-------- THE DATA --------

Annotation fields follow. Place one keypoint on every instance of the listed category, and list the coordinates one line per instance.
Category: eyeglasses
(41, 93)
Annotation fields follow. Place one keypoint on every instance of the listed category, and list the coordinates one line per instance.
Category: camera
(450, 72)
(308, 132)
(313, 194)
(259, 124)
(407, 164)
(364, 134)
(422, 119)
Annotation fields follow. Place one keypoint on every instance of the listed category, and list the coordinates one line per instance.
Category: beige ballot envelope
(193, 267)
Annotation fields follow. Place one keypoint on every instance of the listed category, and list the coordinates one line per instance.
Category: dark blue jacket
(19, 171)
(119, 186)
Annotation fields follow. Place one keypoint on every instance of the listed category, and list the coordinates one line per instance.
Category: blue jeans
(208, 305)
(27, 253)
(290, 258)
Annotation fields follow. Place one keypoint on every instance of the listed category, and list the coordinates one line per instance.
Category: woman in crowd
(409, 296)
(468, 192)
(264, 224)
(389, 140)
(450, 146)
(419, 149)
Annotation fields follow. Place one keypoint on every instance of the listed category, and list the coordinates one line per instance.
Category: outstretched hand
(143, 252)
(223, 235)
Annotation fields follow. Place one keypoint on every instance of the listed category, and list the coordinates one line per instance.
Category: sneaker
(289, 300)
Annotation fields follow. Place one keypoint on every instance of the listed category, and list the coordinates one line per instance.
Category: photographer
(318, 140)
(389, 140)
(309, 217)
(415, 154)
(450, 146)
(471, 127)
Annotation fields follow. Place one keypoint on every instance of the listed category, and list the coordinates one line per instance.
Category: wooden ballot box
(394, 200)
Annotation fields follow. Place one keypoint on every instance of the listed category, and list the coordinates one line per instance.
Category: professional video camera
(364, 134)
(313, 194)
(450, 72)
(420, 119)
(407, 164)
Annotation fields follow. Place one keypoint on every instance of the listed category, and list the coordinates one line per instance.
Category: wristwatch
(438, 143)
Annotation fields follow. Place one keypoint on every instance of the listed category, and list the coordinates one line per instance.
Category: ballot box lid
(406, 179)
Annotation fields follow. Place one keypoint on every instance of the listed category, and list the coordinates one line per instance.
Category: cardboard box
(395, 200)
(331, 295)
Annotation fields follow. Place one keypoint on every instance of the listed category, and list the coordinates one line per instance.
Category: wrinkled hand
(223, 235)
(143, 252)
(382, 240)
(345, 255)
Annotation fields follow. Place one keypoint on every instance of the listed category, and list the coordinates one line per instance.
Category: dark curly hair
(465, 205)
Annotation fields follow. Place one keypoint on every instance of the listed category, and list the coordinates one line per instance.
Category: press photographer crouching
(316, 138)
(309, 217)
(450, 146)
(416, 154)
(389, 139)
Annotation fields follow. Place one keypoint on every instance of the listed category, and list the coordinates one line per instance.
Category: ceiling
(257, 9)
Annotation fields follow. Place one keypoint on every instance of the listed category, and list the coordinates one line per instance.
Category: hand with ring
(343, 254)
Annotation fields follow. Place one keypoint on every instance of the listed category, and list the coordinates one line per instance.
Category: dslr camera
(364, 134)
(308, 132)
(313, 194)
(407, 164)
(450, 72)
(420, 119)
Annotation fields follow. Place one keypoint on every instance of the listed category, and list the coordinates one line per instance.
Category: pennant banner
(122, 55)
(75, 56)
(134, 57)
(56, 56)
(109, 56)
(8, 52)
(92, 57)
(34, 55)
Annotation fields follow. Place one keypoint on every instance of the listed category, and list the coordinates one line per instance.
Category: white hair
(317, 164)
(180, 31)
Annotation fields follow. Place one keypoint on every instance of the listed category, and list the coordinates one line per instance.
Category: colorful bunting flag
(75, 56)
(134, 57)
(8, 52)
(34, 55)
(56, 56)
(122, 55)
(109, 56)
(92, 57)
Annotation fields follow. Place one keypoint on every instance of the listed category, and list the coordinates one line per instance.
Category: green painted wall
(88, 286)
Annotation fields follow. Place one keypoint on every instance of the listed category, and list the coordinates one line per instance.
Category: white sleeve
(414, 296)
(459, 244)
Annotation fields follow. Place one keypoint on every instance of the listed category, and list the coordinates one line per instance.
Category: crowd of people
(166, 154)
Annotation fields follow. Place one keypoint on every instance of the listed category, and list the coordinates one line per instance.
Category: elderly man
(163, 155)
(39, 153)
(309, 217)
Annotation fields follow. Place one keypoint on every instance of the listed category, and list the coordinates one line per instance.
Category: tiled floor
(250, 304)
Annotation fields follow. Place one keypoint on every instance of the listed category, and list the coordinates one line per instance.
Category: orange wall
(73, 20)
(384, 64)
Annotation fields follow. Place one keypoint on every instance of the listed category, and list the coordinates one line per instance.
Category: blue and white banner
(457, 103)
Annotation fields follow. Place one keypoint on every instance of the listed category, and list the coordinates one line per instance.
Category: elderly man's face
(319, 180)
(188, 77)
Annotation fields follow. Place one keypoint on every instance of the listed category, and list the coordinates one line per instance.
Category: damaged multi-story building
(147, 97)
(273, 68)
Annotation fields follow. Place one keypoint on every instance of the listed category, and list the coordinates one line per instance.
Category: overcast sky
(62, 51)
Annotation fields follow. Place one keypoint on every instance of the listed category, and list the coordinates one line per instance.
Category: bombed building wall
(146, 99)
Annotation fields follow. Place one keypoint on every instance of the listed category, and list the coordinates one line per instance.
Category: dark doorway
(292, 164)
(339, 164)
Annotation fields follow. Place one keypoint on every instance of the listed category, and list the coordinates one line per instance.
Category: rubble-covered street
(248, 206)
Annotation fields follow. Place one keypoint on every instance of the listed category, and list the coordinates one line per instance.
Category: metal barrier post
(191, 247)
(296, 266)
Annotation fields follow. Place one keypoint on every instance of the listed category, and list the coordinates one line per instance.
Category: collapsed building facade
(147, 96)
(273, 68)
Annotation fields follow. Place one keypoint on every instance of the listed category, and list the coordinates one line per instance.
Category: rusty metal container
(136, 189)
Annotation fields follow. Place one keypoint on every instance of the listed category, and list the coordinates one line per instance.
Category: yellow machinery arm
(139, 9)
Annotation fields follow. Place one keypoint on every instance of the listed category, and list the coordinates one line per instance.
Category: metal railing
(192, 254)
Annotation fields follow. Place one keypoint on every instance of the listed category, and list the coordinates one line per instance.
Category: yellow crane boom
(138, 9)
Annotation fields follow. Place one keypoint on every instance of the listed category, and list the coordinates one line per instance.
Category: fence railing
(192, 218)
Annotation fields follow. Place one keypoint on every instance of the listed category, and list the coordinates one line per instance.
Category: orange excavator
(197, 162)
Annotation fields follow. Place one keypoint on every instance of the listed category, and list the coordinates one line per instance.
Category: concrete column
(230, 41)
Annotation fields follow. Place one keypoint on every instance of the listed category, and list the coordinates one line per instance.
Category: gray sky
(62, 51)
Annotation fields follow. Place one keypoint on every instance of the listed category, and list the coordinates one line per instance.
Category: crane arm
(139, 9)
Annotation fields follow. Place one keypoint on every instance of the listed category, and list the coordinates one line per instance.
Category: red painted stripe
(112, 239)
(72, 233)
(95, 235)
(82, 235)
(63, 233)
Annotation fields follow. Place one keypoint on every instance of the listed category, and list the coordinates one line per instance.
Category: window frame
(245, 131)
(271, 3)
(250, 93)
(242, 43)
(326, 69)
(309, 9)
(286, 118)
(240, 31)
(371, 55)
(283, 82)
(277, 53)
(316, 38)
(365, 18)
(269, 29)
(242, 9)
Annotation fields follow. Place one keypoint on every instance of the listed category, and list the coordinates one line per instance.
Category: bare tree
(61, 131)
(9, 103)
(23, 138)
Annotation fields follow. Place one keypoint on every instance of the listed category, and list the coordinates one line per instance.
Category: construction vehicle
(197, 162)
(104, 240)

--------
-------- THE DATA --------

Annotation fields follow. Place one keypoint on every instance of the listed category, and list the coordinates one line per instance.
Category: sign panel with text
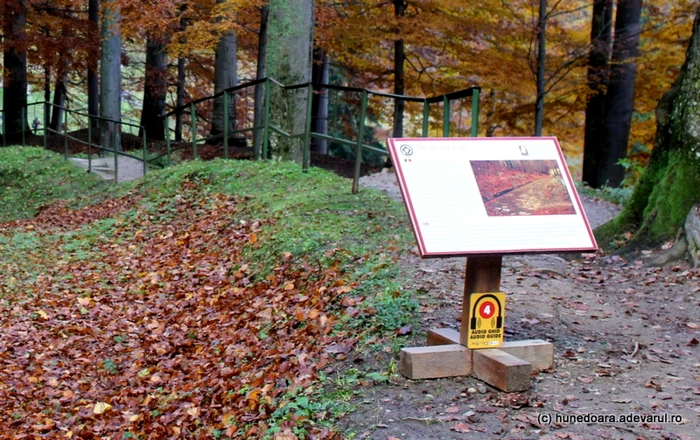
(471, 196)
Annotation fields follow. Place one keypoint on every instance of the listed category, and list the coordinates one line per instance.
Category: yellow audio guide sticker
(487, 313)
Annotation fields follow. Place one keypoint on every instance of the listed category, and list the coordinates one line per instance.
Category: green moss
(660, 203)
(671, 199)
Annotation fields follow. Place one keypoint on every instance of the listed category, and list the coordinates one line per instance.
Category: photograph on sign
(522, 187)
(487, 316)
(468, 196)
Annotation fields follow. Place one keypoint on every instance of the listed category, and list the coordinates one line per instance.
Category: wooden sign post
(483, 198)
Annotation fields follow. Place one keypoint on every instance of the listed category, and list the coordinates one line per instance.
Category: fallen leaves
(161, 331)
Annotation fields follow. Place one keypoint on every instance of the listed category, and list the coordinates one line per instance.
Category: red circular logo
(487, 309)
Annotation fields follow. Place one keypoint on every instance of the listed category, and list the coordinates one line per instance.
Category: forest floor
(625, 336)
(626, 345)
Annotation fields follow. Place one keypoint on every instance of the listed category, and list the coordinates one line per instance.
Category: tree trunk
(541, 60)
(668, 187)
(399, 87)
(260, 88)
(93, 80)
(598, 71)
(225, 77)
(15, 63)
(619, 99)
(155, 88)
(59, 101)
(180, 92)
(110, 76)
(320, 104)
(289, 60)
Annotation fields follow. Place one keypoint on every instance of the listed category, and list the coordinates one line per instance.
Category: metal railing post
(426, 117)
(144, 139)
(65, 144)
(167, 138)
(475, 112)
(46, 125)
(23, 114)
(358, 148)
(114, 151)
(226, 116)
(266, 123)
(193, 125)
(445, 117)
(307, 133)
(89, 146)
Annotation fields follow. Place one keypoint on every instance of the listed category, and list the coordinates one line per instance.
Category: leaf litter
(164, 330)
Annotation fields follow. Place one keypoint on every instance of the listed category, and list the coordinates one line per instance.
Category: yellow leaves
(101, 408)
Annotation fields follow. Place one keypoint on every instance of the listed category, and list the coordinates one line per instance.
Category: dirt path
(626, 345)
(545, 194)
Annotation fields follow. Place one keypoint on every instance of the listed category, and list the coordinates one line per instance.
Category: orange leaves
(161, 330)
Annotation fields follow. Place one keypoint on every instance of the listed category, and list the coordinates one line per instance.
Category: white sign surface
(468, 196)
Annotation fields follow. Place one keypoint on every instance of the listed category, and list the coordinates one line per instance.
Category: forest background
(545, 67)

--------

EXERCISE BRIEF – Return each line of the material above that contains the word "orange", copied in full.

OUTPUT OF THE TASK –
Category: orange wall
Category: orange excavator
Category: orange leaves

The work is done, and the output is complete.